Problem to work on
Take the line containing "of the hairy" through the last line of the data and retype those lines exactly. Pictures do not belong in the copy.

Input data
^^^^^^^^
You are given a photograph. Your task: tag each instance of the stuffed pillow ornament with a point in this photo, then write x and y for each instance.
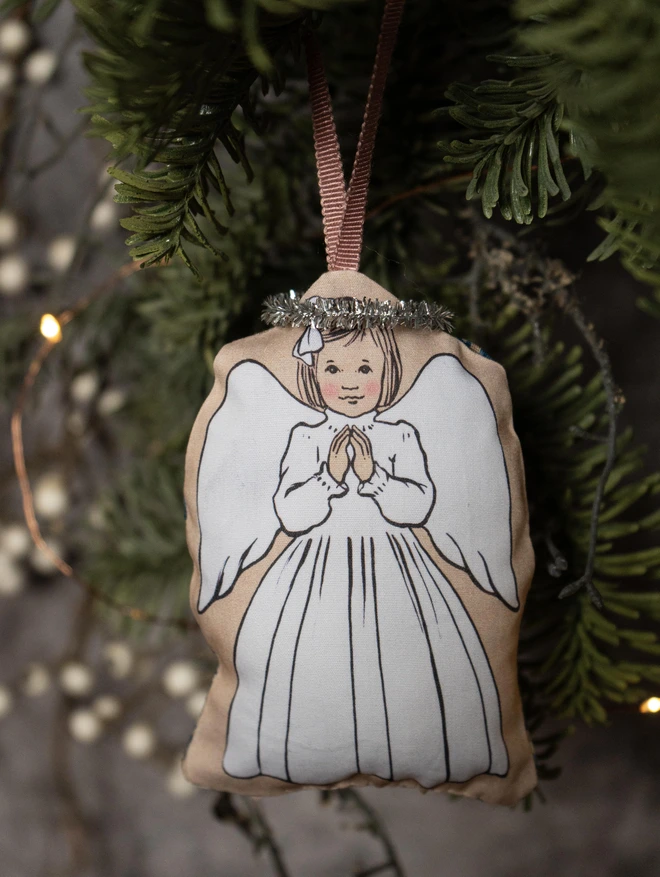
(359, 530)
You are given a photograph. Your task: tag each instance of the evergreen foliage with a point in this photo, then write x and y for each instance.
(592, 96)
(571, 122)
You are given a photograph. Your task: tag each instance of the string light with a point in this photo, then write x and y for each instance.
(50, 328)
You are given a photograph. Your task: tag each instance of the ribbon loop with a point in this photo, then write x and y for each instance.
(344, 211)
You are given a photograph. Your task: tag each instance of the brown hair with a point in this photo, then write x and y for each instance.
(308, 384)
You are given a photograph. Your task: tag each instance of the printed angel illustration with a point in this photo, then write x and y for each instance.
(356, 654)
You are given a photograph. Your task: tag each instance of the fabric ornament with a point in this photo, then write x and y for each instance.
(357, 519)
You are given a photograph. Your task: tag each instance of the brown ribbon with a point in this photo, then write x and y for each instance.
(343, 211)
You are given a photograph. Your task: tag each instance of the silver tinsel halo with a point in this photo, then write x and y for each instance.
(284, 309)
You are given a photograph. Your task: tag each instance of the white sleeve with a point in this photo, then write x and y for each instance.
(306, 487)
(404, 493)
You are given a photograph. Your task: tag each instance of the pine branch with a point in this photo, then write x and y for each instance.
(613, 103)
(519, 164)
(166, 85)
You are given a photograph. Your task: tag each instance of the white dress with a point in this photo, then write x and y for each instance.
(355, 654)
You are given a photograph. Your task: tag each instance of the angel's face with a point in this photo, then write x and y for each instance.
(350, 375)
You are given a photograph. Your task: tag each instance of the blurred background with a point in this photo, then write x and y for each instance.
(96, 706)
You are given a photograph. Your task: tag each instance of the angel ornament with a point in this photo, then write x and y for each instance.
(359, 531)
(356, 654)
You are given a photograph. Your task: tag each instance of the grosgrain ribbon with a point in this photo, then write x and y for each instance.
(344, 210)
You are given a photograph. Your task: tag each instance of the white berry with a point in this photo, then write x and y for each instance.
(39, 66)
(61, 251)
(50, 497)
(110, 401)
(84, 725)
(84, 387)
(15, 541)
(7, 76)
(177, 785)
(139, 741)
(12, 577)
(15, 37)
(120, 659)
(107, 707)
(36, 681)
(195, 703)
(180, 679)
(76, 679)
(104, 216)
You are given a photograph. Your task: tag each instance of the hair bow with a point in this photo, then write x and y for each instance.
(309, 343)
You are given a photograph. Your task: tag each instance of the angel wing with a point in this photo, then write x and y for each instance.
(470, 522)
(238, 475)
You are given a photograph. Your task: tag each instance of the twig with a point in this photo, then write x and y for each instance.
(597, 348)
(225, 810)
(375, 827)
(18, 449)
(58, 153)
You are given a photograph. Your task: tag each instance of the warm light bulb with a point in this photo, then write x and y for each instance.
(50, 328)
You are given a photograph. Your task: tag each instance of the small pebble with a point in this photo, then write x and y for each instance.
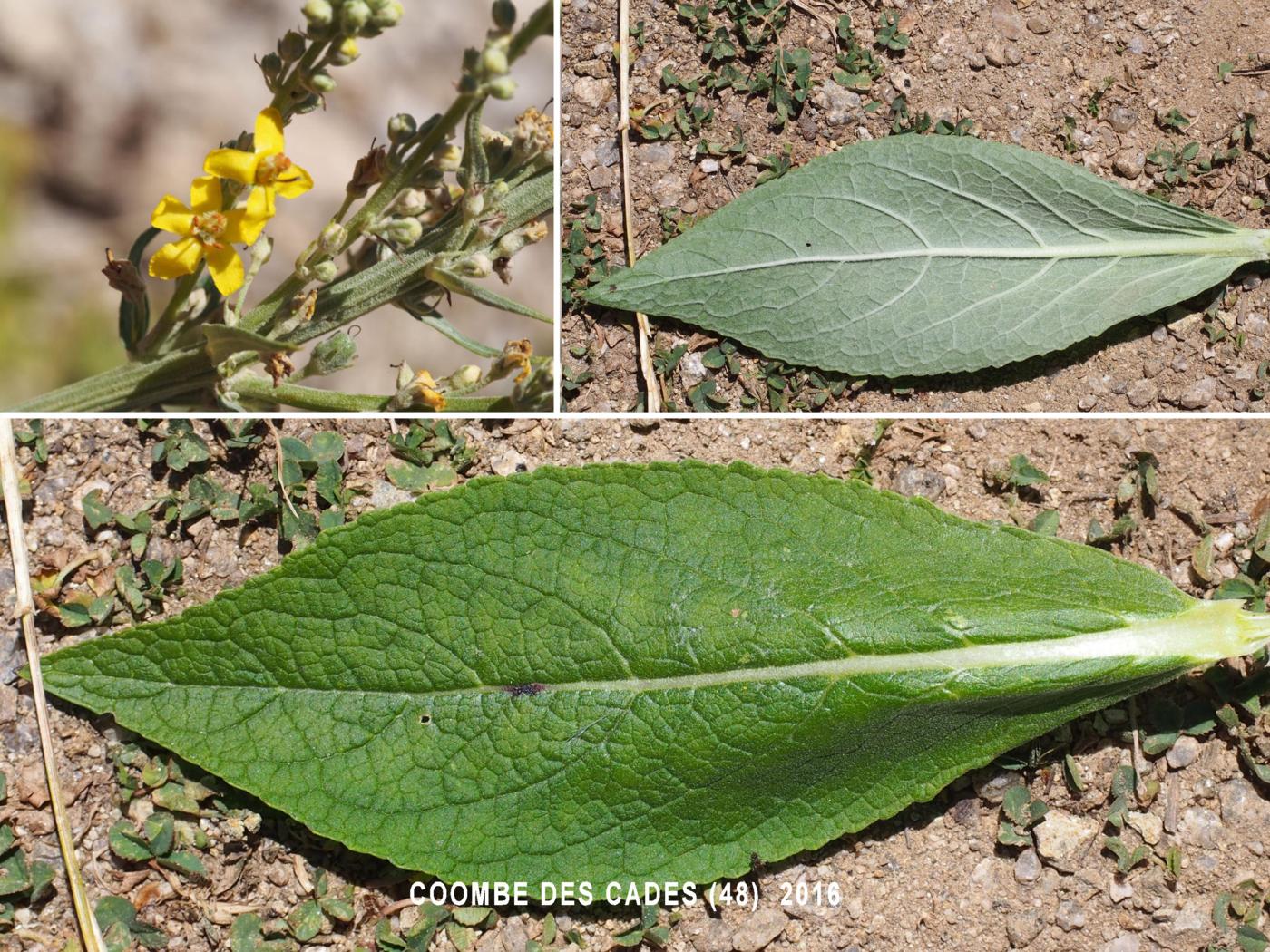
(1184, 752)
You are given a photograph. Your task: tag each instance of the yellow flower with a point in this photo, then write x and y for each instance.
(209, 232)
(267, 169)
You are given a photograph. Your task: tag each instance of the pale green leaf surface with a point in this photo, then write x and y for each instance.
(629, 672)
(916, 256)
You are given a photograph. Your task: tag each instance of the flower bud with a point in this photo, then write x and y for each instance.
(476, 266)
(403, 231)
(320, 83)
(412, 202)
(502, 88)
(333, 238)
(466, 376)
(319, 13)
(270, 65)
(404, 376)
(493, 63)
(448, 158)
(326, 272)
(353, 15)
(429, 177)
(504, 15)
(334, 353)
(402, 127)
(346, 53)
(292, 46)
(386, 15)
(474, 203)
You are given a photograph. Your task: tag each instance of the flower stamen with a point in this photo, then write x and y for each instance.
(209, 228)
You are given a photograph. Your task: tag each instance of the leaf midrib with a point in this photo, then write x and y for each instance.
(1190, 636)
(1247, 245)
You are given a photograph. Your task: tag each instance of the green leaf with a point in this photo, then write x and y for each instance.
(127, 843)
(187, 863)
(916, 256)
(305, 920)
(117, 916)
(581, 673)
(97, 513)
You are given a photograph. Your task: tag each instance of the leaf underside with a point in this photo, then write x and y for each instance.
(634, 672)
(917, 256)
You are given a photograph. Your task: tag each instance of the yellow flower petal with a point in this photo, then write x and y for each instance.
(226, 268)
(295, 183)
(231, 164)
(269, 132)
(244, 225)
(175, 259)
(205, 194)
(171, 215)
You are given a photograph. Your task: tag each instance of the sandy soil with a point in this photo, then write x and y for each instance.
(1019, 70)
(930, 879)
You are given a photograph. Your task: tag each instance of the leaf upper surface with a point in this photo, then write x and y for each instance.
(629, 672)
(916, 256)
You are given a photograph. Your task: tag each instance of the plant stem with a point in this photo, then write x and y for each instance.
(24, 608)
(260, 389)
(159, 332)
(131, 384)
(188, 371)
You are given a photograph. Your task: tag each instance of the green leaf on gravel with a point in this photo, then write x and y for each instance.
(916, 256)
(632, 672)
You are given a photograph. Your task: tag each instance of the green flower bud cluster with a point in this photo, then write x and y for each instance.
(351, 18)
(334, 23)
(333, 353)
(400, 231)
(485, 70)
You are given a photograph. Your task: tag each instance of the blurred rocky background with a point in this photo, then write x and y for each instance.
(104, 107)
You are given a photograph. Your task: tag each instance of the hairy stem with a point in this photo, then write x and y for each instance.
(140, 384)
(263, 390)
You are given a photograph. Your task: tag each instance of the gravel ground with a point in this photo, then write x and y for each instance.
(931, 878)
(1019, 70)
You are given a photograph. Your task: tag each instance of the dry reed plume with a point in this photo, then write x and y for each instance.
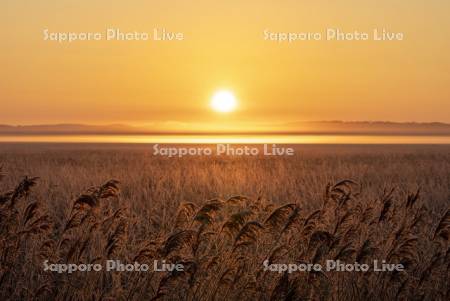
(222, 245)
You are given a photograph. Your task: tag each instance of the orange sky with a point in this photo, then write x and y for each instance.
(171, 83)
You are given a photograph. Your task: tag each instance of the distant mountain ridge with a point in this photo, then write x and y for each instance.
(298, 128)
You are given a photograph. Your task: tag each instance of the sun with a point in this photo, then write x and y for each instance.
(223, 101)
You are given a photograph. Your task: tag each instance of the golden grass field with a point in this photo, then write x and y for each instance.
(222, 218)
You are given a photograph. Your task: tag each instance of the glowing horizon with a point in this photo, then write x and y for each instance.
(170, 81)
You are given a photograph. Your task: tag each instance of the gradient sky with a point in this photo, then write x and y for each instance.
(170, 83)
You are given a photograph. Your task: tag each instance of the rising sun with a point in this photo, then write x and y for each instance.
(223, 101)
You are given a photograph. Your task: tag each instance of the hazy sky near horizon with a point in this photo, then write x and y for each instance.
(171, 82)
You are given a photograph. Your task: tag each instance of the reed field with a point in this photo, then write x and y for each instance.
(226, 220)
^^^^^^^^
Solution below
You are given a photograph. Your task: tag each instance of the hairy stem with a point in this photo, then write x and y for each instance.
(140, 384)
(263, 390)
You are given a photograph. Your task: tag each instance of the gravel ground with a point in this photo, then write x and y for each instance.
(931, 878)
(1019, 70)
You are given a photograph. Your task: tag each instance of the dry reed plume with a point in this photo, then write x and y for each instance.
(222, 245)
You are given a photograph. Your task: tag each instance of the orange sky with a point in this photo, then write x and y for each instance.
(171, 83)
You are given a photograph. Your task: tag each instance of the distant mountain ridge with a point in this photo, then write x and y for each instance.
(298, 128)
You are given a photograph. Your task: tag each instance of the sun with a point in this photo, then write x and y for each instance.
(223, 101)
You are given a photograph. Your task: tag each instance of the golden grass field with a point in this photo, then write x and y for each instance.
(222, 218)
You are given a photograph. Your task: tag each instance of the glowing horizon with a point in this photo, then write x and y for each instance.
(170, 81)
You are given a photograph. Your task: tag each instance of the gradient sky with a point in this photo, then write x and y for each instance.
(170, 83)
You are given a photograph. Your task: tag each instance of the rising sun with a point in this photo, then write x and y for each instance.
(223, 101)
You are given a photograph. Your task: tag each instance of the hazy sky near horizon with a point in this photo, then write x and y for each instance.
(171, 82)
You are given a photograph. Your task: tag each instance of the reed field with a point in this photo, then write x and y for each instance.
(226, 220)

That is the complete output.